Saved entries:
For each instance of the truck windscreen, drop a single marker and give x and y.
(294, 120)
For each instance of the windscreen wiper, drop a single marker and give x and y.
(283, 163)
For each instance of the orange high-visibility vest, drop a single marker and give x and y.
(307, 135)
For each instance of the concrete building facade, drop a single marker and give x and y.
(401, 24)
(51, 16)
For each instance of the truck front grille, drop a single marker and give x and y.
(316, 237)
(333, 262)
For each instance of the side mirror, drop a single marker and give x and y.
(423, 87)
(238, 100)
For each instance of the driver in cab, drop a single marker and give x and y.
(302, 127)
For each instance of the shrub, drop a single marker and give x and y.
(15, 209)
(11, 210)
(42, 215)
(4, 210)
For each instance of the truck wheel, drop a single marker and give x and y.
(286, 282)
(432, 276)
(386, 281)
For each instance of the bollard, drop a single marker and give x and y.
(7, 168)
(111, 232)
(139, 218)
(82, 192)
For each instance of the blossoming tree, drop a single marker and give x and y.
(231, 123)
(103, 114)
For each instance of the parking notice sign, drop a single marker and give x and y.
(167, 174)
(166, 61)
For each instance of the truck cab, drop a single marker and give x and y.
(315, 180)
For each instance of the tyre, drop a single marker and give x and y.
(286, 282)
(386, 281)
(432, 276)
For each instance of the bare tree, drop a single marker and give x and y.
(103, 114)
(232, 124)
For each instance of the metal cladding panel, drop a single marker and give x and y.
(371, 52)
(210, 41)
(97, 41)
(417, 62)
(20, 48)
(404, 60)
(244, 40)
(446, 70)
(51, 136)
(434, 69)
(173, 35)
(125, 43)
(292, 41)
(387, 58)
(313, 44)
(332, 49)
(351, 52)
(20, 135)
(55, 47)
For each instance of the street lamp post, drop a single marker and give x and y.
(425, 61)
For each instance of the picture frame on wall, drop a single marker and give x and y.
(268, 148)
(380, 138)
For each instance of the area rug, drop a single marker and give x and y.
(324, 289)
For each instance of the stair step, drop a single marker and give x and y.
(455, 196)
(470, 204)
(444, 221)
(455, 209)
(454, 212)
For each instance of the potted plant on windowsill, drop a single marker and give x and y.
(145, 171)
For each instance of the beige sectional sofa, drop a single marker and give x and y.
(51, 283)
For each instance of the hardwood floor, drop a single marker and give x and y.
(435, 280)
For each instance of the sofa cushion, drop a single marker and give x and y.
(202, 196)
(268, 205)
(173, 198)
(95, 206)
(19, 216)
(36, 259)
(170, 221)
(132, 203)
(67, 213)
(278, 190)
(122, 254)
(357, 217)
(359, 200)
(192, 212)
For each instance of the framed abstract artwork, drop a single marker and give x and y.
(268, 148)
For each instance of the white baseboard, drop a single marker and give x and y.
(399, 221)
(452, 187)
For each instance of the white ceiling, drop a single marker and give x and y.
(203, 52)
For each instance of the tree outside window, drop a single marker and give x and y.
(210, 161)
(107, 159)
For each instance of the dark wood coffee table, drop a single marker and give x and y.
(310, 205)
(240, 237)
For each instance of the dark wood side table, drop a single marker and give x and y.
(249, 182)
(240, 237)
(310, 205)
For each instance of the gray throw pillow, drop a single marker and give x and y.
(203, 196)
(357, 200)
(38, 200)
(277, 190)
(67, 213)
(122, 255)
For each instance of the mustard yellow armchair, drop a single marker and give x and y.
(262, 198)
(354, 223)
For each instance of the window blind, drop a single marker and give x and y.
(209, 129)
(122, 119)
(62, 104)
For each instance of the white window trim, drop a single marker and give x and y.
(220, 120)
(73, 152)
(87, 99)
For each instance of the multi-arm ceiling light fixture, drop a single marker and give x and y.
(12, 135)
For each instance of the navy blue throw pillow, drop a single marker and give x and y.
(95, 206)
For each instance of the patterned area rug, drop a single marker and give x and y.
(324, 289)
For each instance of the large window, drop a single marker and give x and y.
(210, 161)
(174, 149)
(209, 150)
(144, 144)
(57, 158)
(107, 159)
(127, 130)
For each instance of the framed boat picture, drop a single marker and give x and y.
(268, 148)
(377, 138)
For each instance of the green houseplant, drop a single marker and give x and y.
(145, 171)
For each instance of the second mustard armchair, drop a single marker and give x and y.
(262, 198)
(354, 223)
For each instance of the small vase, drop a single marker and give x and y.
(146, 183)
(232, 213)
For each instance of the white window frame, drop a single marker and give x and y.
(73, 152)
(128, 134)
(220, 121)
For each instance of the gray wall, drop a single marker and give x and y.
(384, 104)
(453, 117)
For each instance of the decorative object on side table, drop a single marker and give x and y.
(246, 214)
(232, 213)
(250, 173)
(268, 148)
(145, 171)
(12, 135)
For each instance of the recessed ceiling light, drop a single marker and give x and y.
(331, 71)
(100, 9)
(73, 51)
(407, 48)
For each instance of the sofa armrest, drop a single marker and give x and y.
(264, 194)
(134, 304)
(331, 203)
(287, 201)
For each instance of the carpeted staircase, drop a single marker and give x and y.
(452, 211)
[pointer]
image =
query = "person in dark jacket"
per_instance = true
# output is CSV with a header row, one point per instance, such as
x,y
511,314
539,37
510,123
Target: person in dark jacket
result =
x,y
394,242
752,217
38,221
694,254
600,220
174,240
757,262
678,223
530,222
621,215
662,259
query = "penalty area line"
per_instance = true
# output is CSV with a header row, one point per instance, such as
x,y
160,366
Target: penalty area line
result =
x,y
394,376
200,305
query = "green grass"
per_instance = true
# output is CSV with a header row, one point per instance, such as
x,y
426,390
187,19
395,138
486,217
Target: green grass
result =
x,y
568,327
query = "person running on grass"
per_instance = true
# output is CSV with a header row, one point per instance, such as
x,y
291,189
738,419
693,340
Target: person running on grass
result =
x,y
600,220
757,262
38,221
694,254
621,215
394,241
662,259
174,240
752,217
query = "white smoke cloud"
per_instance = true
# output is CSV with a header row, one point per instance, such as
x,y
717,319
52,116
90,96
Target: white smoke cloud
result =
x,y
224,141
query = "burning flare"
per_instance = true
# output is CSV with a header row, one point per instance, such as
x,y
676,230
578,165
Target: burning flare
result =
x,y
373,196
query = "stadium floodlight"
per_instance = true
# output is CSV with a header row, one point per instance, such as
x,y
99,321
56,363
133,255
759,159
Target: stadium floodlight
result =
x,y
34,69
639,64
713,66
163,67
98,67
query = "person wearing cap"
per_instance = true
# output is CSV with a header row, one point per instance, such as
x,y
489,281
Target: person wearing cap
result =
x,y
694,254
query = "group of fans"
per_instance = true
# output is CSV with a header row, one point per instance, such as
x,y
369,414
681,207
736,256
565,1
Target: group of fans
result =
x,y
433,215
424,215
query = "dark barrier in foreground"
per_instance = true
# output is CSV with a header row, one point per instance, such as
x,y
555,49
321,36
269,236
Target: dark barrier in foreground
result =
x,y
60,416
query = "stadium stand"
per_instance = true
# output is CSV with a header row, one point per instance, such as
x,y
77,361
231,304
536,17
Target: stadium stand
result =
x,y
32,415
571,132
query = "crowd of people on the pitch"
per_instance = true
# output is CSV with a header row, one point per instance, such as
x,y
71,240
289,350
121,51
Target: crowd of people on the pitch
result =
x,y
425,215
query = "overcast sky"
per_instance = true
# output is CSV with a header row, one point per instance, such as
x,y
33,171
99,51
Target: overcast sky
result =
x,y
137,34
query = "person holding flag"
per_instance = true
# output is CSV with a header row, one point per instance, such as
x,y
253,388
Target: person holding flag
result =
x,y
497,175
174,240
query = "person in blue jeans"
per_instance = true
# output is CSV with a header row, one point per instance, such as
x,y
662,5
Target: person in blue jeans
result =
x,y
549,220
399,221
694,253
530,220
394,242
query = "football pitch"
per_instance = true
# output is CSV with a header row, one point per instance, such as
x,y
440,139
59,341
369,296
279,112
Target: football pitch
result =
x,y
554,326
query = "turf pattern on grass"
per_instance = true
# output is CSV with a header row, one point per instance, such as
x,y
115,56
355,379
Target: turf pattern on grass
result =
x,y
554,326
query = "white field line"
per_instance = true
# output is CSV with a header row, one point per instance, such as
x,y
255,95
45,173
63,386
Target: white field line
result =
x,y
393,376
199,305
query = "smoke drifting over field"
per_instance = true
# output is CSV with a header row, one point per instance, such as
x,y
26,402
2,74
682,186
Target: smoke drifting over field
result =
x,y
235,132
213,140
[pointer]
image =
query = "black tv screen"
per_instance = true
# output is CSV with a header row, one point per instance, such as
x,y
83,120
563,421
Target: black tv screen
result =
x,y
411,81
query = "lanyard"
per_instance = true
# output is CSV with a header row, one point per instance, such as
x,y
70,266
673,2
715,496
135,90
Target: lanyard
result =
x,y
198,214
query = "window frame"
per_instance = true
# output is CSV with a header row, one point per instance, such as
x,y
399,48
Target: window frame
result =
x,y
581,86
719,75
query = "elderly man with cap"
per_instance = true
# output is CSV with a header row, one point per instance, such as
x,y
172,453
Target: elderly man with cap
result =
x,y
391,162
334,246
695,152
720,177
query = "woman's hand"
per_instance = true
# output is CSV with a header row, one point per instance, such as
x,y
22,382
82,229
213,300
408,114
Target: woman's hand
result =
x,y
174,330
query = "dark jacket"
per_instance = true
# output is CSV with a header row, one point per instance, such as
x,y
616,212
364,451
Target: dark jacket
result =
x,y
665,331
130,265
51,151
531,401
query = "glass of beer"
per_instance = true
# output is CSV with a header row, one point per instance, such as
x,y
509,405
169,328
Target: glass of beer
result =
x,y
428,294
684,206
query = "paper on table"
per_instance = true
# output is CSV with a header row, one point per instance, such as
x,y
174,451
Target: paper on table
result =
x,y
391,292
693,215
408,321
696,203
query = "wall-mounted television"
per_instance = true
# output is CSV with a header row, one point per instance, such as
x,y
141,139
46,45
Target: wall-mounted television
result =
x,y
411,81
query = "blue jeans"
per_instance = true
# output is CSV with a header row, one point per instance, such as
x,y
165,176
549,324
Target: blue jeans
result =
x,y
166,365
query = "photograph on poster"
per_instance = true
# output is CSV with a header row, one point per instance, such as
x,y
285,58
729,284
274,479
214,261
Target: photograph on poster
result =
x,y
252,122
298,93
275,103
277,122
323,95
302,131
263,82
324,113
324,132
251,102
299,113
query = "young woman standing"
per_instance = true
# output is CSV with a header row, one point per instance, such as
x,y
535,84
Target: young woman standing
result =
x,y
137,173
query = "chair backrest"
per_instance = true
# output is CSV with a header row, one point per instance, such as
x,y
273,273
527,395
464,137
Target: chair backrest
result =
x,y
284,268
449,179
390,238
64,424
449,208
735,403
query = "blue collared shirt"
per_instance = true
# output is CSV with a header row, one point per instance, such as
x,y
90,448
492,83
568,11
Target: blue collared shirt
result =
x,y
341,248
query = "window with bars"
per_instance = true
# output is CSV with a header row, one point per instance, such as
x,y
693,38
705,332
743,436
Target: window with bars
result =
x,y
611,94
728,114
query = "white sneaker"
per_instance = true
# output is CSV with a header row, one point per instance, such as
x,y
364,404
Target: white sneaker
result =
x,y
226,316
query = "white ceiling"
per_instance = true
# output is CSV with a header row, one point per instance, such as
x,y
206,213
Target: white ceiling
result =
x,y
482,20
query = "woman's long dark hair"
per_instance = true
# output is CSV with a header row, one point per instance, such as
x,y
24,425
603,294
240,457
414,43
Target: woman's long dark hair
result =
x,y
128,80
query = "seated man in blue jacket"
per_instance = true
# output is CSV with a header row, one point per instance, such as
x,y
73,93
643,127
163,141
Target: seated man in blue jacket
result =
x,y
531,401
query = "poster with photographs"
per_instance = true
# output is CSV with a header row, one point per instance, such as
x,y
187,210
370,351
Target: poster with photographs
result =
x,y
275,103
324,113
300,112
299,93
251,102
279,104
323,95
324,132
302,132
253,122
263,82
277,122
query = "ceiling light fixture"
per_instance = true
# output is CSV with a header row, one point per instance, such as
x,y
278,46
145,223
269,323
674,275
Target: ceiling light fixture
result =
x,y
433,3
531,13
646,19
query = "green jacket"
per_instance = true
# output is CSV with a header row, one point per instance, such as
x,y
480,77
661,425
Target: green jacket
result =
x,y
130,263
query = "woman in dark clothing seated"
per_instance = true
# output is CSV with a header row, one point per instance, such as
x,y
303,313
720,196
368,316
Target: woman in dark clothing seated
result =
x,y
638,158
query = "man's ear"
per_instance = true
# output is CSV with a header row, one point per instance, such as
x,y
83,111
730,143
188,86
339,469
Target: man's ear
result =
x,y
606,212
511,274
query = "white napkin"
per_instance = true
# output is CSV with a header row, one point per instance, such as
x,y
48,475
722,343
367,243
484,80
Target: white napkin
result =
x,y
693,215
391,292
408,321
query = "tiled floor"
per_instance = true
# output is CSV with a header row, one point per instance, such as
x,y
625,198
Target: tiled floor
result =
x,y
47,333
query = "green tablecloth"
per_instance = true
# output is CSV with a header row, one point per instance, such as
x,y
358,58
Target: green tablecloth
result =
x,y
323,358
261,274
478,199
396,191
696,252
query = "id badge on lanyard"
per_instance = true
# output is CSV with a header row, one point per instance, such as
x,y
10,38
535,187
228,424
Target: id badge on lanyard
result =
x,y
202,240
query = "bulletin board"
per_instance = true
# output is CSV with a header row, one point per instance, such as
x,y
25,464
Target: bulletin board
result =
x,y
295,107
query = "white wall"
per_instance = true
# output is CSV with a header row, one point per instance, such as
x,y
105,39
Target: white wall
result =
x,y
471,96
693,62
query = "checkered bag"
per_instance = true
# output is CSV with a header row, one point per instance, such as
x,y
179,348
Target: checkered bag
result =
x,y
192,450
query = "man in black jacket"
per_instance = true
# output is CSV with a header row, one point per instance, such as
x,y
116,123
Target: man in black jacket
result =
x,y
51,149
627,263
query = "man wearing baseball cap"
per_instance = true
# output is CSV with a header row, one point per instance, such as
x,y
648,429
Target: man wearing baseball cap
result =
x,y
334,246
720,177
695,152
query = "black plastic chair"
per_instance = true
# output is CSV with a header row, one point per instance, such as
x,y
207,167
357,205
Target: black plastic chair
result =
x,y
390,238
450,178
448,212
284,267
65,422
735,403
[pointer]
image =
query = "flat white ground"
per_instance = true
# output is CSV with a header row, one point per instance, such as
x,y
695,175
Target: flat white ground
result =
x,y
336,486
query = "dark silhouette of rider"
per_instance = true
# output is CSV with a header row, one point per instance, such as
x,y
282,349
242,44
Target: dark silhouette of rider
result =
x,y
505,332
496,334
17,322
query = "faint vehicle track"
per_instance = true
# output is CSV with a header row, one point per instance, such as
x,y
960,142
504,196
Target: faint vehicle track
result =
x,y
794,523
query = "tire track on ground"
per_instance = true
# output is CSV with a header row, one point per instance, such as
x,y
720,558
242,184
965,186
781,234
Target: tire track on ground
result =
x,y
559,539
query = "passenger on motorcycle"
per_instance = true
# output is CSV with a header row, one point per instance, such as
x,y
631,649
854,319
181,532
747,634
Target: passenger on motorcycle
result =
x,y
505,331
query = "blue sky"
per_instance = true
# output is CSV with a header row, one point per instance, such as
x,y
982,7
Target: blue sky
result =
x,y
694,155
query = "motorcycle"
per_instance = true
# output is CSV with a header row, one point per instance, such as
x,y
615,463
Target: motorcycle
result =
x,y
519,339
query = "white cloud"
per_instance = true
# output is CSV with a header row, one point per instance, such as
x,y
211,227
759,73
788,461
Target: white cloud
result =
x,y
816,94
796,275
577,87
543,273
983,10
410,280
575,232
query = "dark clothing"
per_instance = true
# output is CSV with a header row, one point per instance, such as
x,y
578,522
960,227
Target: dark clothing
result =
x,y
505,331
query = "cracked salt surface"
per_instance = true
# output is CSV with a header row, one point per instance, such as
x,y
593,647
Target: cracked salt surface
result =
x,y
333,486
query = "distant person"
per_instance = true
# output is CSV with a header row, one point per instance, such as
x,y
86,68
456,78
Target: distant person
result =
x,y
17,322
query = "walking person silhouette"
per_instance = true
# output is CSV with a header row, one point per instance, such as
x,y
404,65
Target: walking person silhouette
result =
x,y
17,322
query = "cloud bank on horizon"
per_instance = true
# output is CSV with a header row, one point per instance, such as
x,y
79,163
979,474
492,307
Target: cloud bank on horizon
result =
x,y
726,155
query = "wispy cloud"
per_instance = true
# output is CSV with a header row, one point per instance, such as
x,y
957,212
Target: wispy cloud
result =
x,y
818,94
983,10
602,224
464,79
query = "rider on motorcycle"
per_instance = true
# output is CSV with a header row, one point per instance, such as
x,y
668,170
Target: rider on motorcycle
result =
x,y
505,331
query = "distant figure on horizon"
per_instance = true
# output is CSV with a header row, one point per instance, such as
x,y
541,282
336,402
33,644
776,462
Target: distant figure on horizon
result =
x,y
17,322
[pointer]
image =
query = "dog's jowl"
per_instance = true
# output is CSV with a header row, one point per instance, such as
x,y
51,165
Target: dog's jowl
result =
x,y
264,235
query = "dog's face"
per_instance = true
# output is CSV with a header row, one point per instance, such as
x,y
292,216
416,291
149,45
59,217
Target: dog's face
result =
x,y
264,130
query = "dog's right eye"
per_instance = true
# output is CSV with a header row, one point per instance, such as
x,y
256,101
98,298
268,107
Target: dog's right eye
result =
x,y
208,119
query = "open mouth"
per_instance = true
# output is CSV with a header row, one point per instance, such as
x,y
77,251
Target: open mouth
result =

- THE TASK
Take from the entries every line that has the string "stadium".

- SOLUTION
query = "stadium floodlight"
Target: stadium floodlight
query = "stadium stand"
Target: stadium stand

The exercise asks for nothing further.